* _Source text_
========================================================================

Step 5: Analyze the Data and Draw Conclusions

This step of the process is ongoing as the teacher researcher continues to collect data. Use whatever analytic methods are appropriate to the research question(s)—both qualitative and quantitative—to interpret data. This step may require additional collaboration with guidance counselors, assessment specialists, or others within the school district who have expertise.
Janice and her team put their heads together to analyze the individual data components and discern a pattern across data sources. They laid out student work samples and discussed what these artifacts brought to light in combination with Janice's self-reflections and peer observers' notes. This closer look at the data indicated that tapping into students' interests increased their willingness to engage in math activities and consequently their achievement on the probability and statistics unit's post-test.
Engaging students was the first step: Once a tie-in to their interests got learners actually attending to what Janice was teaching, they followed a series of steps that led to the end result of more solid learning. Students who were more actively involved in lessons during the unit were more willing to ask questions of one another and the teacher when they encountered difficulty, and those who asked such questions and posed alternative answers or ways to solve whole-group questions subsequently showed greater understanding of content as measured by exit cards, performance assessments, and pencil-and-paper tests. Also, students who had the chance to work in small groups on a shared task were more willing to discuss their mathematical thinking.

========================================================================

* _Recorded data_
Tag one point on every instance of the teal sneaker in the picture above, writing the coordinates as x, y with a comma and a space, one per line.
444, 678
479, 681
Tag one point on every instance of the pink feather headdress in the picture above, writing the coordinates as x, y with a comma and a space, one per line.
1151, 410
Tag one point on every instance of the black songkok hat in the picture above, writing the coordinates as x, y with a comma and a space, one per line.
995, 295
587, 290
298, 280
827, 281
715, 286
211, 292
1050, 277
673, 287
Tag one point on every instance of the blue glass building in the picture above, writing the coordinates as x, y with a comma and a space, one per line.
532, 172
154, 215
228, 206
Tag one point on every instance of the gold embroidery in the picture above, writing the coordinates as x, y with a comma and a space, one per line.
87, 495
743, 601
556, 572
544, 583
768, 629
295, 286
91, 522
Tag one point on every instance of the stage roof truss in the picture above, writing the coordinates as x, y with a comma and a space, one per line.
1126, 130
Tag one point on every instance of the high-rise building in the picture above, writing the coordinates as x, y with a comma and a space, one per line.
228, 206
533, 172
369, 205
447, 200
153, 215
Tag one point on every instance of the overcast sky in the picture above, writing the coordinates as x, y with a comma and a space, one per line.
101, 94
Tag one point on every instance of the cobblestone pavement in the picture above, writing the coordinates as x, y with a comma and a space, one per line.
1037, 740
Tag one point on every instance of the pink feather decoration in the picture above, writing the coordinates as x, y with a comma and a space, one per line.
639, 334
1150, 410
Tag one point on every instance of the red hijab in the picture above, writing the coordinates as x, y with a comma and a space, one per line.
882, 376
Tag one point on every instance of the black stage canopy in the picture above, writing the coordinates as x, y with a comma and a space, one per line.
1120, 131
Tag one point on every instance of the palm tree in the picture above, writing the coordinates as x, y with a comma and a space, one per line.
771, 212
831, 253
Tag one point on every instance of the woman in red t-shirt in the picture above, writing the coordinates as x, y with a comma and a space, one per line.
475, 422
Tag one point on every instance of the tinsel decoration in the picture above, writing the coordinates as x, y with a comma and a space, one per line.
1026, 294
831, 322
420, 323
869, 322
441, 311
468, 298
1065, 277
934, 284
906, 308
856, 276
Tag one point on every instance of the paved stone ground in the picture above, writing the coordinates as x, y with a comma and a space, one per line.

========================================================================

* _Exercise instructions_
In the passage on analyzing data, rewrite the part that opens with "Engaging students was" and closes with "their mathematical thinking.", replacing "exit cards" with "journal entries".

* _Answer section_
Engaging students was the first step: Once a tie-in to their interests got learners actually attending to what Janice was teaching, they followed a series of steps that led to the end result of more solid learning. Students who were more actively involved in lessons during the unit were more willing to ask questions of one another and the teacher when they encountered difficulty, and those who asked such questions and posed alternative answers or ways to solve whole-group questions subsequently showed greater understanding of content as measured by journal entries, performance assessments, and pencil-and-paper tests. Also, students who had the chance to work in small groups on a shared task were more willing to discuss their mathematical thinking.